Coordinate labeling data:
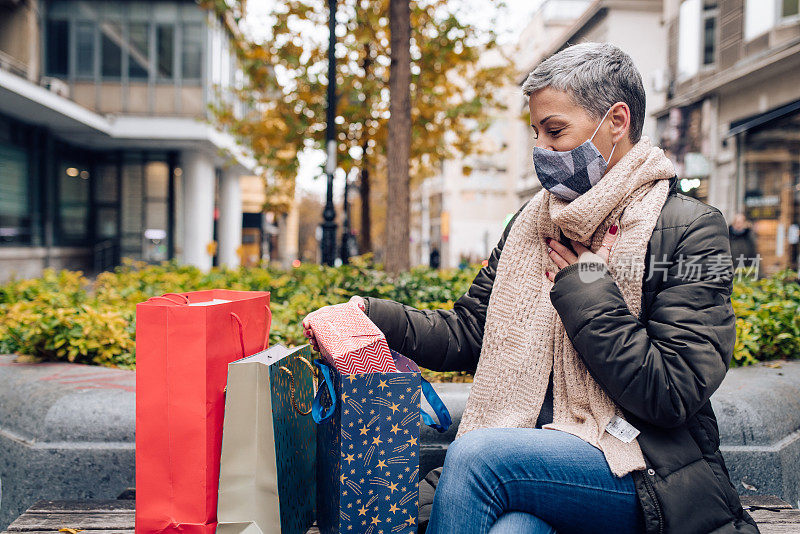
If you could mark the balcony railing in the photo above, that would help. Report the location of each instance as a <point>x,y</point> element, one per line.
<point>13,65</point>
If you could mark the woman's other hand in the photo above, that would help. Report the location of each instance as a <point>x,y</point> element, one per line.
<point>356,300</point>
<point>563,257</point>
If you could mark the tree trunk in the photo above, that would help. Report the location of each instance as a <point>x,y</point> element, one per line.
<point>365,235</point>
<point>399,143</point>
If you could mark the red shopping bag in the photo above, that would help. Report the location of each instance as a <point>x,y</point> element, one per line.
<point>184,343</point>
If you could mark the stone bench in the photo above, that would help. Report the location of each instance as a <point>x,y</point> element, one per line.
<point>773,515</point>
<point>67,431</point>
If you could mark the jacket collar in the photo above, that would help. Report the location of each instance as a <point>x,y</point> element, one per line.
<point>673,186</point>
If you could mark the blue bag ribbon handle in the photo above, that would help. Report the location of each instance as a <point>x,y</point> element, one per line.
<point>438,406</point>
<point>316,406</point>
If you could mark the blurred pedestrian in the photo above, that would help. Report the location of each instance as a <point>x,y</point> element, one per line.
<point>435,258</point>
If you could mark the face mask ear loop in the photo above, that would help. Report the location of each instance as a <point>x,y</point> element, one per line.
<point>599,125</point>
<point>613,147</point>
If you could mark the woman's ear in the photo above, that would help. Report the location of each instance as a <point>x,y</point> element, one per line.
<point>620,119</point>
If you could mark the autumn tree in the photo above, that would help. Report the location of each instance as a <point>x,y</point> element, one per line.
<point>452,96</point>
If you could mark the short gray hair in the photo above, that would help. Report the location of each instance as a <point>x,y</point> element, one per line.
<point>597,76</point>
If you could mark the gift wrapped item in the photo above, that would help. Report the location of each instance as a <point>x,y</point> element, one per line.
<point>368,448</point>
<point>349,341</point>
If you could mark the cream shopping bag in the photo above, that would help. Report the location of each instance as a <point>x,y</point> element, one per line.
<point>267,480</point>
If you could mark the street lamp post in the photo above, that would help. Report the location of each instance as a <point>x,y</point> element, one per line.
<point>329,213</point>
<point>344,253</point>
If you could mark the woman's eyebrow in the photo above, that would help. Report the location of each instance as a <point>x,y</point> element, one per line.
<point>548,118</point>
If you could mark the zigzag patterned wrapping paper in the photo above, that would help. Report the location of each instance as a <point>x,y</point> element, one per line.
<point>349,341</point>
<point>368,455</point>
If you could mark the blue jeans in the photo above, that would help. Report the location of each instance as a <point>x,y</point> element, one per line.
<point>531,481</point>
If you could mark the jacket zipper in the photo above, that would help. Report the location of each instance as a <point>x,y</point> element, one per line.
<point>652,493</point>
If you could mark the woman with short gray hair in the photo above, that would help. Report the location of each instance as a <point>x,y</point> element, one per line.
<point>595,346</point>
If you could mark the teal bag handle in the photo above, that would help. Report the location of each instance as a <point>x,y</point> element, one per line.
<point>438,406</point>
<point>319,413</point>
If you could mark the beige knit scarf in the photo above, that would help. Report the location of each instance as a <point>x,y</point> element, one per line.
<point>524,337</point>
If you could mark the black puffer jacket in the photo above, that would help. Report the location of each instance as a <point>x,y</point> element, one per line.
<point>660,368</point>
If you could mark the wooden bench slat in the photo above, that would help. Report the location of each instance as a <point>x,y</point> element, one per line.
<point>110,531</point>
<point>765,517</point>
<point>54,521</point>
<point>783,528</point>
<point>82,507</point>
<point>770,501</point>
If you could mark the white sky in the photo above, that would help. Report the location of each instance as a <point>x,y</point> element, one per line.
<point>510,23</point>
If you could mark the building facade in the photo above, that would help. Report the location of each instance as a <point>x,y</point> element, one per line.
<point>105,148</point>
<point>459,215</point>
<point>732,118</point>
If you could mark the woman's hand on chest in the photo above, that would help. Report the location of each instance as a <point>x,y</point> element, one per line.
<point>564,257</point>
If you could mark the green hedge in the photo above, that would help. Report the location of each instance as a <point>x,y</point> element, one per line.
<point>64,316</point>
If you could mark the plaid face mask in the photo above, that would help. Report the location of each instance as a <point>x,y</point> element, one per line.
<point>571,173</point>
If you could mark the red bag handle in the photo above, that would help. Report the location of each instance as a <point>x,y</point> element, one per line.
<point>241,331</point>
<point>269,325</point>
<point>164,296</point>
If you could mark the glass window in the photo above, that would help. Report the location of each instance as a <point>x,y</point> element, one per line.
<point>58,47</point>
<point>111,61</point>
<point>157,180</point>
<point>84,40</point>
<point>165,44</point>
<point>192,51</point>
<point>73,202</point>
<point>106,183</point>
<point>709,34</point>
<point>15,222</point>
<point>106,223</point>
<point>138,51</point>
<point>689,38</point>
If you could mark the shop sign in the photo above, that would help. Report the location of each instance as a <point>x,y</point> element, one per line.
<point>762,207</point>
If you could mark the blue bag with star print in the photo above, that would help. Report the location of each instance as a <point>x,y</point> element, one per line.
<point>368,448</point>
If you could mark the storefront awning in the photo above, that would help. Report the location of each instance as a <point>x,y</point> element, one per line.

[Required work]
Please copy out the entries again word for word, starting with the first line and going on through the line containing "<point>563,257</point>". Leave the pictures out of your answer.

[Finished answer]
If you could mark the balcony railing in the photo above, that would help. Report the location of each instance as a <point>x,y</point> element, one per line.
<point>13,65</point>
If you could mark the woman's other hand in the photo above, that would help. Report the location of each instance as a <point>x,y</point> element, one per line.
<point>356,300</point>
<point>563,257</point>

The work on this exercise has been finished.